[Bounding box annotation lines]
____________
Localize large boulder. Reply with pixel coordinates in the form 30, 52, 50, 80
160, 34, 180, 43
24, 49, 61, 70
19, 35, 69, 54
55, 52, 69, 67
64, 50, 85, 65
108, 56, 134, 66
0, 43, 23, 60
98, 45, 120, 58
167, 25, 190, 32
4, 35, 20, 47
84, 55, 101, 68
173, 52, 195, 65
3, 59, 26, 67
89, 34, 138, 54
____________
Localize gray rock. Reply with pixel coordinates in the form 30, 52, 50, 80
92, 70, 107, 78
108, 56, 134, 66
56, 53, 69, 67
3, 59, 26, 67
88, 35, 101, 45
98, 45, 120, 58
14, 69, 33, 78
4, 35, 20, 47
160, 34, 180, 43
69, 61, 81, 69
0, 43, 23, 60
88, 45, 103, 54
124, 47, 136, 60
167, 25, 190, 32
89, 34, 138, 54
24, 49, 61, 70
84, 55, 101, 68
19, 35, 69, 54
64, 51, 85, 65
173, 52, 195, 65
____________
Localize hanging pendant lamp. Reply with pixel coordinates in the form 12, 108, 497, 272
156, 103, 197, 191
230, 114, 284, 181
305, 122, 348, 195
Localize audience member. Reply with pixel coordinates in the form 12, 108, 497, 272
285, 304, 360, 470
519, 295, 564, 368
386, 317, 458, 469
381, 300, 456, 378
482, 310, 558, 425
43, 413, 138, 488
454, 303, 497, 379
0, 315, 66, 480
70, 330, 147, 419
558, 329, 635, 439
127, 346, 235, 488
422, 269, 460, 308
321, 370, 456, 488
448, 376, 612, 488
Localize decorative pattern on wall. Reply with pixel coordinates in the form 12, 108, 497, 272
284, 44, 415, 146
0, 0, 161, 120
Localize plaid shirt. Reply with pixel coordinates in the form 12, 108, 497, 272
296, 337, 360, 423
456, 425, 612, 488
____________
[Requirement]
Can you render everything from the line containing "Localize hanging pendant" down to the line containing "456, 425, 612, 488" as a JSON list of strings, with one string per line, blank lines omitted, and no other lines included?

[Worked solution]
[
  "Localize hanging pendant lamp. Reply with pixel coordinates in the form 12, 108, 497, 272",
  "156, 103, 197, 191",
  "230, 114, 284, 181",
  "305, 122, 348, 195",
  "Localize audience member. Reply with pixel coordinates in the form 12, 108, 497, 272",
  "285, 304, 360, 470",
  "519, 295, 564, 368",
  "386, 317, 458, 469",
  "381, 300, 456, 378",
  "482, 310, 558, 425",
  "43, 413, 138, 488",
  "454, 303, 497, 379",
  "0, 315, 66, 480",
  "70, 330, 147, 419",
  "558, 329, 635, 439",
  "127, 346, 235, 488",
  "422, 269, 460, 308",
  "321, 370, 456, 488",
  "448, 376, 612, 488",
  "Localize decorative pattern on wall. Reply with pixel coordinates in the form 12, 108, 497, 272",
  "284, 44, 415, 146",
  "0, 0, 161, 120",
  "Localize plaid shirt. Reply with pixel coordinates in the form 12, 108, 497, 272",
  "296, 337, 360, 423",
  "456, 425, 612, 488"
]